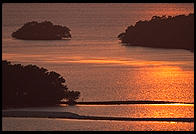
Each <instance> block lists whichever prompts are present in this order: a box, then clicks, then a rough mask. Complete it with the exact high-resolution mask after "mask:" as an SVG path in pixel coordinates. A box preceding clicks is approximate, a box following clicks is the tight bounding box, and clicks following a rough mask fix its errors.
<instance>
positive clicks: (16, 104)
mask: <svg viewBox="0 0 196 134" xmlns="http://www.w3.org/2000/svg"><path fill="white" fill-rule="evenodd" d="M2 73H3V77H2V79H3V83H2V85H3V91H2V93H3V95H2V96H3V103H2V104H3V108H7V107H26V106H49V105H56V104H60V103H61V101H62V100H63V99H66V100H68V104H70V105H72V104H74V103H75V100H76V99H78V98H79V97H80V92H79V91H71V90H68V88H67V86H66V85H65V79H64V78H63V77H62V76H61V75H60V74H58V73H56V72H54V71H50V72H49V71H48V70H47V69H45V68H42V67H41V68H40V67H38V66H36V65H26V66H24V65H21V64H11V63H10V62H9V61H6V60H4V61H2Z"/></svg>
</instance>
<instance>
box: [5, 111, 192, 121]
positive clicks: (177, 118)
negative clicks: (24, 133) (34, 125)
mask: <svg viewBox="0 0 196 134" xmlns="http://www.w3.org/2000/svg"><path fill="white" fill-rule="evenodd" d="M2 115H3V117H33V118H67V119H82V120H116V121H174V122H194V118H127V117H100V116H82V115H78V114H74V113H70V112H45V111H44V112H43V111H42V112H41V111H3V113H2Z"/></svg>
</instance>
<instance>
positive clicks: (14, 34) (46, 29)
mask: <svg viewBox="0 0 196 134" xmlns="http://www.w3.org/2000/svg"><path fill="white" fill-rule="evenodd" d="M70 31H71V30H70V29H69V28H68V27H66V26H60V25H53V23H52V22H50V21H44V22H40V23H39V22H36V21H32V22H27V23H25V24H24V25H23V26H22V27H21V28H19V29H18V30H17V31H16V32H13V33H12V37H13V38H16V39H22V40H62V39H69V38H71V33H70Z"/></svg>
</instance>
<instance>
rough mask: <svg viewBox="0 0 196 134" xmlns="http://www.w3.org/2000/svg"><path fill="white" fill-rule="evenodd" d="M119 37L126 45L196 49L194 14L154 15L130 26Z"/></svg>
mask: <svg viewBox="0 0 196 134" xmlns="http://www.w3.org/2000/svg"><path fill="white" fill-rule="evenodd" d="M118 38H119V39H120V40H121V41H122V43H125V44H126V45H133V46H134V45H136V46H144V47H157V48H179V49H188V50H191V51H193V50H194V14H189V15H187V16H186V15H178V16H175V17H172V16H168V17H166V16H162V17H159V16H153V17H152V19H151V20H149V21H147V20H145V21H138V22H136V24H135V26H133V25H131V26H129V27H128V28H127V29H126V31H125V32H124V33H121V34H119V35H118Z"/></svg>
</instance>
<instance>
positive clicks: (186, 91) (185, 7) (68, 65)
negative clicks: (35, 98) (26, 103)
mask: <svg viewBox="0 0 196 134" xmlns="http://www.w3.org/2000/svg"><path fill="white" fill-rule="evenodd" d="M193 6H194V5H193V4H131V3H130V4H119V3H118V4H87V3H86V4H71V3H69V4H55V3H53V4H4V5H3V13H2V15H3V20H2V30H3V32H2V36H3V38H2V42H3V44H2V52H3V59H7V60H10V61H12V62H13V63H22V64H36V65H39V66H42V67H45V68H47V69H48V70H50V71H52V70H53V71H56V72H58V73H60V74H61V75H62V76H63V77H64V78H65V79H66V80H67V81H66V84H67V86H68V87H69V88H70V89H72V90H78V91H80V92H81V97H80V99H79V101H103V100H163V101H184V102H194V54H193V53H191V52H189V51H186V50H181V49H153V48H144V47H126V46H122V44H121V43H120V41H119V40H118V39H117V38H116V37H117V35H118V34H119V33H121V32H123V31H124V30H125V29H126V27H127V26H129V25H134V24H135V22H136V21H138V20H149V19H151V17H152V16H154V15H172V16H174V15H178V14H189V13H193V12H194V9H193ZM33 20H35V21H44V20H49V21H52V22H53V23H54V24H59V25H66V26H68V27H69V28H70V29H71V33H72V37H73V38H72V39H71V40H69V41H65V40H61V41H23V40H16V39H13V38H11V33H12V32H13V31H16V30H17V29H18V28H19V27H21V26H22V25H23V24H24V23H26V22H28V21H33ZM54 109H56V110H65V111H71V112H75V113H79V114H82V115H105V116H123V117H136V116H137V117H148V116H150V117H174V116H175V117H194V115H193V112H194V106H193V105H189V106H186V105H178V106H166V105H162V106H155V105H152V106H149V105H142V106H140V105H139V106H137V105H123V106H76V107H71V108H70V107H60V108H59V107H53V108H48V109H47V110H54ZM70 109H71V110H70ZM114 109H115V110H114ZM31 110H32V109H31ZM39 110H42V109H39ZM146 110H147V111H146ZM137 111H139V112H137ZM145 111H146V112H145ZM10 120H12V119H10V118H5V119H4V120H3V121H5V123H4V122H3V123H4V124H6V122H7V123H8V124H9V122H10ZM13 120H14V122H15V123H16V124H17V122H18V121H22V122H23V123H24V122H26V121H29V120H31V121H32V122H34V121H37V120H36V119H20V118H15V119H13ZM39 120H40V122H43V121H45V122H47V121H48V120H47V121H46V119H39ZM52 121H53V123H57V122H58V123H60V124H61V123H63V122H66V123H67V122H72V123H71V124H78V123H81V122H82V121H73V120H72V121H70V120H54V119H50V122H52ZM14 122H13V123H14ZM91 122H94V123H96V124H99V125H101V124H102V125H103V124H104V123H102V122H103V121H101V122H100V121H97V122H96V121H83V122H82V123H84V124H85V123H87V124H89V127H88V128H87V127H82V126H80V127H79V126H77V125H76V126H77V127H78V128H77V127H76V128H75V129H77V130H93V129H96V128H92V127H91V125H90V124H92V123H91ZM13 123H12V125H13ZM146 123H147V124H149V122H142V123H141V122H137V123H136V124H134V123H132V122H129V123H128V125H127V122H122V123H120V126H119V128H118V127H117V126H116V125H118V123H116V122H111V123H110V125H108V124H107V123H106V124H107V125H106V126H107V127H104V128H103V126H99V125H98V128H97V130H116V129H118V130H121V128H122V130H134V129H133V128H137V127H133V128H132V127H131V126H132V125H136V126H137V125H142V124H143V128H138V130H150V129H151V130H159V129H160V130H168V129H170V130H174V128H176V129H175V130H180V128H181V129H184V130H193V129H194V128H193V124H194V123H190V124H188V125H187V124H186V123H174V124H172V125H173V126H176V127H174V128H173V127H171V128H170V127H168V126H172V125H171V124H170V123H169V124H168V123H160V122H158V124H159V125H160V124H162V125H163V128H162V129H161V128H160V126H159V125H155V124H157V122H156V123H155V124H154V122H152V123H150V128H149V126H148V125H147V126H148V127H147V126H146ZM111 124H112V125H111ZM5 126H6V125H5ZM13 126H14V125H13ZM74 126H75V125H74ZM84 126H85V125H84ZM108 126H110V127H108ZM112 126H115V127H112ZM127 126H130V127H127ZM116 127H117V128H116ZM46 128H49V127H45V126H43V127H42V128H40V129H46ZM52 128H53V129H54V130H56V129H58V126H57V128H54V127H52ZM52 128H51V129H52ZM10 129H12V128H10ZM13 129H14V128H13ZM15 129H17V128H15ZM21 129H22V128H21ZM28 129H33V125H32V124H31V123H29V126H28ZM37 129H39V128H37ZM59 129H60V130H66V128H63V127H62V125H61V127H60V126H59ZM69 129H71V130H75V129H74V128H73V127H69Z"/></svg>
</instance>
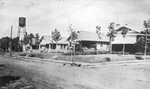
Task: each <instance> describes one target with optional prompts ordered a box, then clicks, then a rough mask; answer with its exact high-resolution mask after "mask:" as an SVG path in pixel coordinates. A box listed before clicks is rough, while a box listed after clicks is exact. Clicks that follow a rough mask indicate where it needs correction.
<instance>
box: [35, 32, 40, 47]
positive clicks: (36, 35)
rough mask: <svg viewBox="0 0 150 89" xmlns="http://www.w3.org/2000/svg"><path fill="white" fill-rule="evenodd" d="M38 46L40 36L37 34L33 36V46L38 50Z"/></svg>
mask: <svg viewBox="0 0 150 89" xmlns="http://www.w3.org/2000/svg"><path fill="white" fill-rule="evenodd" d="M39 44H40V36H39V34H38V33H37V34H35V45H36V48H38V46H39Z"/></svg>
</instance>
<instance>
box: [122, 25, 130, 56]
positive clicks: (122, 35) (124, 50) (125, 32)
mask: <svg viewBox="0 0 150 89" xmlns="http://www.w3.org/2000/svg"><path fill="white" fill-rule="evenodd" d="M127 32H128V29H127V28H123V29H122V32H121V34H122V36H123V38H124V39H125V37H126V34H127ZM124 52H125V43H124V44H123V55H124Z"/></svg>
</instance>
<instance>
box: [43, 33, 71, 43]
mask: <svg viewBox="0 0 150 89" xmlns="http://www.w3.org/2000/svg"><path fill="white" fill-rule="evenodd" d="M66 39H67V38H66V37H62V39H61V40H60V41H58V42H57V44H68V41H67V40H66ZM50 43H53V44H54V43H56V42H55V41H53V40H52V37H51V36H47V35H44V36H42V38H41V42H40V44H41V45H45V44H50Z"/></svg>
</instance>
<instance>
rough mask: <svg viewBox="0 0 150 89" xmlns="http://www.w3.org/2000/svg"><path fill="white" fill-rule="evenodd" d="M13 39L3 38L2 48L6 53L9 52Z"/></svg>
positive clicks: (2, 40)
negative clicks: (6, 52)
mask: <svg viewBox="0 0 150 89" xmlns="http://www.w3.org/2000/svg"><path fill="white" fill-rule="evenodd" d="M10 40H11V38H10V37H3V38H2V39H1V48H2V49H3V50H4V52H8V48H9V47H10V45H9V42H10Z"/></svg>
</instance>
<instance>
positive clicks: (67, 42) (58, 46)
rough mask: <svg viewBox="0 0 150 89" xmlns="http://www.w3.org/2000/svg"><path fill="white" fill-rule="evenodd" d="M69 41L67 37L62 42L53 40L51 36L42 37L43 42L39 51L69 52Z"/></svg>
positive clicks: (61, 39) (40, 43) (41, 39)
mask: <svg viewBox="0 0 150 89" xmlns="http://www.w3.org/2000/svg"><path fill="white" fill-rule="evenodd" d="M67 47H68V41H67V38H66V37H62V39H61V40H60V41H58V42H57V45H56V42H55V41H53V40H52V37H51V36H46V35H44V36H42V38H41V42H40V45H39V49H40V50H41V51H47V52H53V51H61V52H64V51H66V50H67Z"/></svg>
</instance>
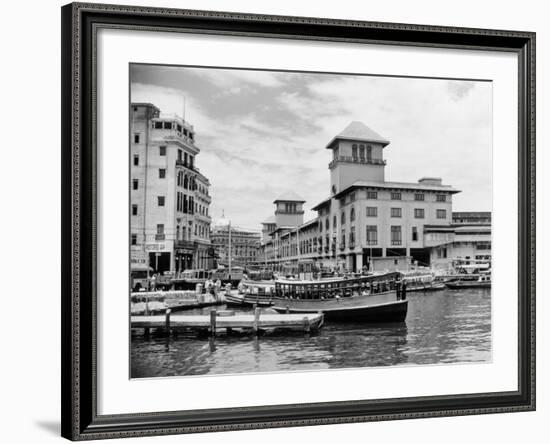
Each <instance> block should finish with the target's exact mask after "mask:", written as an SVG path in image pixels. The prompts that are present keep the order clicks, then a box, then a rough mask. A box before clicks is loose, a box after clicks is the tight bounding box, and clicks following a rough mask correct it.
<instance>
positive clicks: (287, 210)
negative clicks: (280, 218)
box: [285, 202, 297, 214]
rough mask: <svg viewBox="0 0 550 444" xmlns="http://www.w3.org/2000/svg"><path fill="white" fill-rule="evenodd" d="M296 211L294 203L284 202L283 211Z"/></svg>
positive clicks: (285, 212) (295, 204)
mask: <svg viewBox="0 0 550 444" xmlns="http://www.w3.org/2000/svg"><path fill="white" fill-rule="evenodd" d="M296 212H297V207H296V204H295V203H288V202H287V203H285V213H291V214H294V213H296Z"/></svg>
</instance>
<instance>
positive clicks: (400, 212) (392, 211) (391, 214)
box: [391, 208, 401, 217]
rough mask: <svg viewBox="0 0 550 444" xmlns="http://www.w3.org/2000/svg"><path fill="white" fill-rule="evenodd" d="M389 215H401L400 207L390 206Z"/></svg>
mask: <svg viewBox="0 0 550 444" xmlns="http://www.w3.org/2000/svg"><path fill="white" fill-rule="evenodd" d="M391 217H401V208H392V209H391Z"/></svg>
· · · · · · ·
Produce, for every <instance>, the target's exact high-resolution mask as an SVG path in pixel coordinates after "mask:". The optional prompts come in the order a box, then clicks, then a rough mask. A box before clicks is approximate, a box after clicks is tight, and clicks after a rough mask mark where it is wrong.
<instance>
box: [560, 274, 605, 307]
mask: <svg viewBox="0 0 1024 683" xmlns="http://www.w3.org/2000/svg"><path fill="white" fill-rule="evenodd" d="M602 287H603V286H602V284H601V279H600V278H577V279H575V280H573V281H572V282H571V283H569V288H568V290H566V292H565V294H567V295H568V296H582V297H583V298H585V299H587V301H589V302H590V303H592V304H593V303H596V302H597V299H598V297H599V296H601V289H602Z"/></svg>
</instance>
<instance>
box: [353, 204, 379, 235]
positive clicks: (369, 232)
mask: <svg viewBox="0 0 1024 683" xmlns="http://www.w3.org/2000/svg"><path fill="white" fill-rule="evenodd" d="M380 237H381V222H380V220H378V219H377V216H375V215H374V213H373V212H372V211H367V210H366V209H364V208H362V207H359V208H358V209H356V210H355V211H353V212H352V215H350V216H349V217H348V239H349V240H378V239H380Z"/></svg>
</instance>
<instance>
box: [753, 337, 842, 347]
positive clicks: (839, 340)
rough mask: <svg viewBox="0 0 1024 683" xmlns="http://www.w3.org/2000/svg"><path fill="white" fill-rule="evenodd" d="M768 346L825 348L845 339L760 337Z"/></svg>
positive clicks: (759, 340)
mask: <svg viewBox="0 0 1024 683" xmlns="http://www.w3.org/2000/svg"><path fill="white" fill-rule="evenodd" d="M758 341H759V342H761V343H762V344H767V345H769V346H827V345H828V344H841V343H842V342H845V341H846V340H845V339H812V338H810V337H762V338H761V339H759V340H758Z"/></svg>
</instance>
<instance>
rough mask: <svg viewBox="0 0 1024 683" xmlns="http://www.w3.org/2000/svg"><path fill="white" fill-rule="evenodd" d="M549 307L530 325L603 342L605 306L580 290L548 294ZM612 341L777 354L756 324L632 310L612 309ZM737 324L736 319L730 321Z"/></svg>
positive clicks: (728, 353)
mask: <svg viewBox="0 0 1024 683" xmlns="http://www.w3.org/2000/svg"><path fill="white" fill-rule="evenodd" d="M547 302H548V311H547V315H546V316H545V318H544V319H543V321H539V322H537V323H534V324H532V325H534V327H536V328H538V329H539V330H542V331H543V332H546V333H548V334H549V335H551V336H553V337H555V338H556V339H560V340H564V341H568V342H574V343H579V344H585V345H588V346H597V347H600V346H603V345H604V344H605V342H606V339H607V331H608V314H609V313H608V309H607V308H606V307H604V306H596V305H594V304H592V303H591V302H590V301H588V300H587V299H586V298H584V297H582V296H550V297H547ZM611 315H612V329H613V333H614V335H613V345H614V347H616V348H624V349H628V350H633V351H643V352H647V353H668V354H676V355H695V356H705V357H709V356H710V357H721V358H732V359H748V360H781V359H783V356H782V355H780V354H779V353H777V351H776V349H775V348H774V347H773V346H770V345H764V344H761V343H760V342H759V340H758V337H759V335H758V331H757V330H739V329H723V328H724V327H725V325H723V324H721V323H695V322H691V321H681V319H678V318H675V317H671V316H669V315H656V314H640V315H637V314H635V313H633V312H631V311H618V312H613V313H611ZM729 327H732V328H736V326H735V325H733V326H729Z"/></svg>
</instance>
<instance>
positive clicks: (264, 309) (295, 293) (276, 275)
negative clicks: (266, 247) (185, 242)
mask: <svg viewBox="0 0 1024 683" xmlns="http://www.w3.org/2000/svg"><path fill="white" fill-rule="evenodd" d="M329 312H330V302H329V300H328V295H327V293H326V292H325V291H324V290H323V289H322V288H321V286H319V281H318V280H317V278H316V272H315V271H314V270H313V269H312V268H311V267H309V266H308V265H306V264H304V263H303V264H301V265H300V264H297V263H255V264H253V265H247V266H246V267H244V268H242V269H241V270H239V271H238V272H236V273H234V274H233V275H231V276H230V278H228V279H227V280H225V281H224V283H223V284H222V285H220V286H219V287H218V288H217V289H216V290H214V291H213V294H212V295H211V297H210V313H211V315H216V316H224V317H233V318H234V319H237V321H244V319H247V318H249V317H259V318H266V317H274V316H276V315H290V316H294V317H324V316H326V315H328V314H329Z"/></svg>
· · · · · · ·
**TASK STATEMENT:**
Where does the string "following" appear in the records? Copy every line that holds it.

**PROBLEM SOLUTION:**
Each <instance> block lists whichever prompts are present in this order: a box, then clicks, then a rough mask. Complete it with the exact high-resolution mask after "mask:" as an SVG path in pixel coordinates. A box preceding clicks is approximate, a box following clicks is the tight bounding box, and clicks following a rough mask fix its errors.
Each <instance> block should finish with the target's exact mask after "mask:", written as an SVG path in image pixels. The prompts that are present keep the order clicks, then a box, then a rough mask. A box before clicks is loose, a box after clicks is the tight bounding box, and clicks following a rough mask correct it.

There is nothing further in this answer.